**Work item:** Your reply should be a faithful copy of the records below, free of pictures.

START Exercise inputs

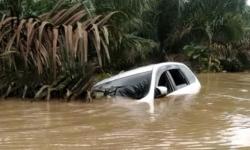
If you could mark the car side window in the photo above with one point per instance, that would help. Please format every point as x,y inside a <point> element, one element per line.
<point>179,78</point>
<point>165,81</point>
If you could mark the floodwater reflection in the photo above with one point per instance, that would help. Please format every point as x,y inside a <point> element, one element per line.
<point>217,118</point>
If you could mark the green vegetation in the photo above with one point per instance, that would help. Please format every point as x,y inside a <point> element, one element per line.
<point>51,49</point>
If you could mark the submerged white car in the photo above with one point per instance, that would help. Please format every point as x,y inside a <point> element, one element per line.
<point>149,82</point>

END Exercise inputs

**Solution below:**
If you could mark the car side window in the photo above with one point per instance, that would help. Please format every point as x,y inside a <point> element, one element per line.
<point>179,78</point>
<point>165,81</point>
If you could mark the floodwater reflection in the photo above with one point per instance, that would help. Please format every point as x,y inside a <point> element, one element per line.
<point>217,118</point>
If you could mark the green vegetation in the photo above with one point per instance, that would help. Please format every point as x,y inside a <point> element, one element per line.
<point>51,49</point>
If you could mark the submerged white car in the photo above with one point per instance, that would help. Please format every point as x,y inside a <point> element, one element per line.
<point>149,82</point>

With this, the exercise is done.